• _What is needed_
Leave the images out. Give every line below again, precisely.

• _Data for processing_
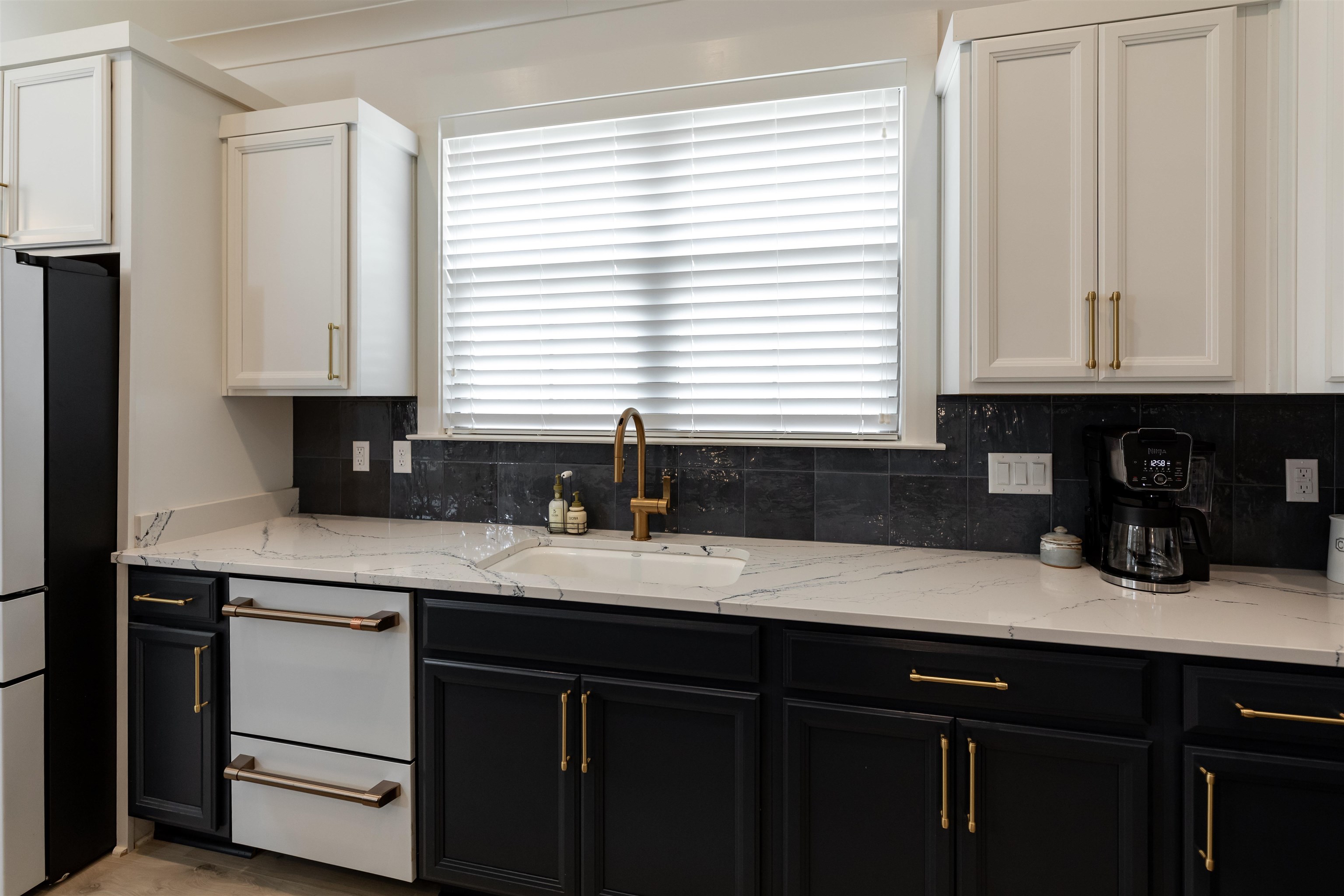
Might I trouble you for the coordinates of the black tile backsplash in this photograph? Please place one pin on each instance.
(866, 496)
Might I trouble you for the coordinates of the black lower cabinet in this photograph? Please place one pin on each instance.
(1268, 824)
(670, 790)
(1050, 813)
(869, 796)
(175, 732)
(503, 808)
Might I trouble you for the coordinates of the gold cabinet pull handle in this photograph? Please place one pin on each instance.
(244, 609)
(147, 598)
(943, 815)
(565, 731)
(1209, 852)
(1115, 331)
(200, 702)
(996, 684)
(1092, 313)
(1288, 717)
(971, 819)
(331, 339)
(245, 769)
(586, 761)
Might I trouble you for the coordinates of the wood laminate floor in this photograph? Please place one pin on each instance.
(170, 870)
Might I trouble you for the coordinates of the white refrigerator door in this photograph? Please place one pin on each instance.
(23, 861)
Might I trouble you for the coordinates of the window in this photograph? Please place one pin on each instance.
(730, 272)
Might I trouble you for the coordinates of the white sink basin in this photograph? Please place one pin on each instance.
(626, 560)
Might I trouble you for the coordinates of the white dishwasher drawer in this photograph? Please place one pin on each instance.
(326, 686)
(324, 828)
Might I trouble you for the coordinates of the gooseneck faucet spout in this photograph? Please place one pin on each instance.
(640, 506)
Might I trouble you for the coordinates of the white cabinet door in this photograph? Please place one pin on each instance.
(58, 154)
(1167, 201)
(1034, 202)
(287, 276)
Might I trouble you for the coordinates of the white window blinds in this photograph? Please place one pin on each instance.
(729, 272)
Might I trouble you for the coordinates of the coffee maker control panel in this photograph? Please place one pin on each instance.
(1156, 460)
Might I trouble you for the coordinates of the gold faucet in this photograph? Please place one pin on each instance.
(640, 506)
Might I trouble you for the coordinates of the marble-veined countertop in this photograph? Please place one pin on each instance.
(1287, 616)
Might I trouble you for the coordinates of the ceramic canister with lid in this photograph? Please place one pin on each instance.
(1058, 549)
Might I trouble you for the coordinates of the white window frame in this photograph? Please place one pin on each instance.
(920, 257)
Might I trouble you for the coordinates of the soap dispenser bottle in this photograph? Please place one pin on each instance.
(556, 512)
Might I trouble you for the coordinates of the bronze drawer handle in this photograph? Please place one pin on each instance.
(245, 769)
(1288, 717)
(996, 684)
(244, 609)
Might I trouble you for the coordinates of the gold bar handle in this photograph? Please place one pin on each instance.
(1115, 331)
(565, 731)
(943, 815)
(1209, 855)
(150, 599)
(245, 769)
(244, 609)
(1288, 717)
(200, 702)
(331, 339)
(971, 819)
(586, 761)
(1092, 355)
(996, 684)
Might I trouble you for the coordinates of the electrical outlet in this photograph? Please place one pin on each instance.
(1303, 480)
(1021, 475)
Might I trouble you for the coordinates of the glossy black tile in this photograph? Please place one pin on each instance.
(780, 504)
(928, 511)
(365, 494)
(1004, 426)
(318, 480)
(853, 507)
(469, 492)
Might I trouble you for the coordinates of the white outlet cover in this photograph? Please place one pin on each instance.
(1022, 475)
(1303, 480)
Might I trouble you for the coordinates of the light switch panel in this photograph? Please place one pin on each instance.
(1021, 475)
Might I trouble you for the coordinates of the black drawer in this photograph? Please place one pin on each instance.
(1051, 684)
(168, 595)
(1213, 698)
(702, 649)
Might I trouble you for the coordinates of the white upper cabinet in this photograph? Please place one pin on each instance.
(1169, 201)
(58, 155)
(319, 287)
(1034, 187)
(287, 260)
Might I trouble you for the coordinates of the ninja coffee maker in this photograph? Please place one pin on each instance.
(1147, 525)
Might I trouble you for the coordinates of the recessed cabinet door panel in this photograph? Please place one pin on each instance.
(174, 771)
(1277, 824)
(1056, 813)
(670, 794)
(1167, 210)
(58, 154)
(1034, 199)
(500, 806)
(864, 801)
(288, 260)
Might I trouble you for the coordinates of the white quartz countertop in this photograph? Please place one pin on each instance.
(1285, 616)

• _Your response_
Might I trouble you for the coordinates of the black tile backsplash in this photograph? Please place one pin on each instance.
(866, 496)
Might I trouble you for the coordinates of the black lower cabinet in this photograph? Please place one pin on each instance.
(1268, 824)
(670, 790)
(1050, 813)
(869, 796)
(175, 732)
(503, 808)
Might I trouble you for the coordinates of the gold cabinet pull handle in this photograph? Please place one pin on each instance.
(244, 609)
(147, 598)
(943, 815)
(565, 731)
(1209, 852)
(1115, 331)
(200, 702)
(996, 684)
(1092, 313)
(1288, 717)
(971, 819)
(331, 339)
(245, 769)
(586, 761)
Might I trouble you for the coordinates of the wood laminate floor in this photograph? Please place one pin on each instance.
(170, 870)
Might I trouble you for the coordinates of the white refrigerator door in this photograph? Please place one pin on each instance.
(23, 861)
Might I trouble you for the coordinates of the window in this photograph? Please place one pin on each instance.
(730, 272)
Might I trouble you for the coordinates of the white sink basin in this photograph? Please place one pin on each instance.
(626, 560)
Might I trouble you for the coordinates of the white dishwasher drawer in this photograph? Please place one pin on each instance.
(326, 686)
(324, 828)
Might I trouble you for the coordinates of the gooseneck faucet spout in this photograph? Please place one pin on each instance.
(640, 506)
Might I trouble you for the coordinates of the white cabinet door in this photograph? Please place one pin on each instance.
(58, 154)
(1167, 201)
(1034, 202)
(287, 276)
Might I trouble you for the coordinates of the white window blinds in this photograph? Please place one pin on each instance.
(729, 272)
Might I trouble you for the coordinates of the coffee maker control panel in this photograph? Please place one pin on each instance.
(1156, 460)
Might I trouble you for the coordinates of the gold faucet in this photograph? Please place one pin on each instance.
(640, 506)
Might I trouble you for the coordinates of the marble-veined countertop in this photograph? Please place one pin on each instance.
(1287, 616)
Might I trouble you for the coordinates of the ceramic canister with lid in this photograph? Please place one pin on each instance.
(1058, 549)
Might I trouble you for the coordinates of the white window frame in this photograph? Please place one pin on each instance.
(920, 257)
Might I trouble you for the coordinates of the soap dispenser bottle in this photograph? Please place one pin on each instance.
(556, 512)
Might I trouble you for the coordinates of the bronze drawer handle in this photograph? Please place one pin on each instance.
(245, 769)
(1288, 717)
(996, 684)
(244, 609)
Might I trouble you for the coordinates of the gold bar handle in this photograph? Please place one pin on each instance.
(1115, 331)
(565, 731)
(943, 815)
(1209, 855)
(150, 599)
(245, 769)
(244, 609)
(1288, 717)
(200, 702)
(331, 339)
(971, 819)
(586, 761)
(1092, 355)
(996, 684)
Might I trouble you for the coordinates of the electrical outlet in this photograph? Please place one pin on each instance.
(1303, 480)
(1021, 475)
Might I trouble you for the coordinates of the glossy black tile in this photograph? Please place one pin on each instance.
(780, 504)
(928, 511)
(365, 494)
(1004, 426)
(318, 480)
(853, 507)
(469, 492)
Might I trouble you for the coordinates of the white outlet cover in this photograph? Please place one pin on each instance.
(1022, 475)
(1303, 480)
Might I trouble you for the coordinates of the light switch panel in this photograph? Please place one pin on each instance.
(1021, 475)
Might I trouble you for the coordinates of the black drawer in this photograph? Please place one pin on each instance.
(1051, 684)
(168, 595)
(1213, 698)
(702, 649)
Might I trouble you for the coordinates of the white upper cabinet in this photograph? Please place one pin on each instance.
(1169, 201)
(58, 155)
(319, 287)
(1034, 187)
(287, 260)
Might I trouble you for the coordinates of the ninja coffee maker in this photograph? Please place one pin on each instance.
(1147, 525)
Might I trouble you for the coordinates of the recessed cabinet door panel in this photograph? Please place one pin on each instance.
(174, 771)
(1277, 824)
(1056, 813)
(670, 794)
(1167, 210)
(58, 154)
(1034, 199)
(500, 806)
(864, 801)
(288, 260)
Might I trouble you for the coordinates of the white quartz countertop in this photograph? Please place one pin on each instance.
(1285, 616)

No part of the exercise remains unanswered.